- Directions for this task: Transcribe the records below exactly.

- Given data:
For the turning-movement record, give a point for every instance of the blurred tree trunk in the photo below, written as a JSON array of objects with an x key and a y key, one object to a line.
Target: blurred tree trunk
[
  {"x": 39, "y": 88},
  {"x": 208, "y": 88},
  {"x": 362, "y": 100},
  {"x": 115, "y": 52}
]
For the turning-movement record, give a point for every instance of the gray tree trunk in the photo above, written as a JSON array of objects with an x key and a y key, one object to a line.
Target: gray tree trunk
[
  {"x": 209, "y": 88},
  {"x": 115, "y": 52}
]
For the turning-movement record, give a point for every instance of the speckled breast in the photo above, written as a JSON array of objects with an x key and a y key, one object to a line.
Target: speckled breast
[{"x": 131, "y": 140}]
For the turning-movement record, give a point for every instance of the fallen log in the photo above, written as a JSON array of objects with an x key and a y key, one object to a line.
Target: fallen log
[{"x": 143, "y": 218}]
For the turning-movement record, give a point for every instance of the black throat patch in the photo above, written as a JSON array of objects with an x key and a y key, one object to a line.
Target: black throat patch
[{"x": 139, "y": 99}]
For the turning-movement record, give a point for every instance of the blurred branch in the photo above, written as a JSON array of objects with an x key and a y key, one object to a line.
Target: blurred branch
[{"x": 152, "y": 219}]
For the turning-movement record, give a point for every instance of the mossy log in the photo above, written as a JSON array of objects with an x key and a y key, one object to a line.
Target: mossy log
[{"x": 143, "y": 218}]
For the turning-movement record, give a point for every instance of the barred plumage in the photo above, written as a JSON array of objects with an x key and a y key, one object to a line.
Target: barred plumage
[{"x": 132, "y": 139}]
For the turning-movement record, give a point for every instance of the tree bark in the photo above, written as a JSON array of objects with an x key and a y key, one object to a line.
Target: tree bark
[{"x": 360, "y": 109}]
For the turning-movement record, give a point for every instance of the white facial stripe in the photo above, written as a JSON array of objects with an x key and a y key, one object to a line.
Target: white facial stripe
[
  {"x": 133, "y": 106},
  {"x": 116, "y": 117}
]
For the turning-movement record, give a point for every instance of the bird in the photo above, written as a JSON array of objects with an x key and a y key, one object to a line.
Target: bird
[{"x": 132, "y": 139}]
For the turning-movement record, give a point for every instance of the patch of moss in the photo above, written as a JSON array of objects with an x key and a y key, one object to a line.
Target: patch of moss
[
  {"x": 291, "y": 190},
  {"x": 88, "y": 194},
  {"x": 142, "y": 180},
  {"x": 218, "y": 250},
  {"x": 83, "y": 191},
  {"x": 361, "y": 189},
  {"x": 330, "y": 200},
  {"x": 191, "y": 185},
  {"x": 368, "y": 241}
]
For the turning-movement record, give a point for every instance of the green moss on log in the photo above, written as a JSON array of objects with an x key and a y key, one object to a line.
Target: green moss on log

- Response:
For the turning-movement record, give a point for every instance of the blurred tree trunk in the photo below, written as a JSON array of objects with an x key and a y key, one object to a line.
Target: blurred tree trunk
[
  {"x": 39, "y": 88},
  {"x": 208, "y": 88},
  {"x": 362, "y": 100},
  {"x": 115, "y": 52}
]
For the turning-movement record, give a point for every instance of the gray tree trunk in the photo above, written as a JSON array of objects with an x key and a y key, one object to a line.
Target: gray tree trunk
[
  {"x": 209, "y": 88},
  {"x": 115, "y": 52}
]
For the turning-movement record, give a point for every instance of the speckled breast in the photo above, written as a JSON array of objects with an x key and a y key, one object to a line.
Target: speckled breast
[{"x": 131, "y": 140}]
For the turning-movement record, give a point for every instance of the fallen log in the photo above, written as a JSON array of objects with an x key and a y key, one object to a line.
Target: fallen log
[{"x": 143, "y": 218}]
For the turning-movement record, give a point for every instance of the black throat patch in the photo above, written as a JSON array of objects with an x key and a y key, one object to a line.
Target: black throat patch
[{"x": 139, "y": 99}]
For the turning-movement record, give a point for every instance of the blurred branch in the photo above, written as a JSON array of objects with an x key and a y key, one object to a line.
Target: blurred branch
[{"x": 152, "y": 219}]
For the turning-movement record, give a point for every instance of the mossy log in the photo above, written as a JSON array of objects with an x key and a y key, one object to a line.
Target: mossy log
[{"x": 143, "y": 218}]
For the turning-movement record, give a point for every instance of the barred plumage in the photo above, written as a JSON array of objects with an x key and a y key, one object to a line.
Target: barred plumage
[{"x": 132, "y": 139}]
For the turning-movement record, give a point for every instance of the tree bark in the photo above, written as a JSON array of objects with an x key and a y key, one object to a line.
Target: tree bark
[{"x": 360, "y": 109}]
For the turning-movement record, give a point for every instance of the white facial stripe in the photo above, written as a JSON array of objects with an x key and a y key, one object to a line.
Target: white facial stripe
[
  {"x": 133, "y": 106},
  {"x": 116, "y": 117}
]
For the turning-movement record, give a point for every instance of the bird in the photo above, written as a JSON array of objects with an x key and a y key, one object to a line.
Target: bird
[{"x": 132, "y": 139}]
For the turning-movement record, give a point for every instance of the patch of moss in the photo above, written as a JSON array of objects with an x key and a y key, one object to a line.
Target: patch of moss
[
  {"x": 291, "y": 190},
  {"x": 88, "y": 194},
  {"x": 142, "y": 180},
  {"x": 218, "y": 250},
  {"x": 83, "y": 191},
  {"x": 361, "y": 189},
  {"x": 330, "y": 200},
  {"x": 191, "y": 185},
  {"x": 368, "y": 241}
]
For the turning-movement record, give a point for every instance of the green moss on log in the photo above, written as a JSON array of objects with an x key and a y key, one object to a line.
Target: green moss on log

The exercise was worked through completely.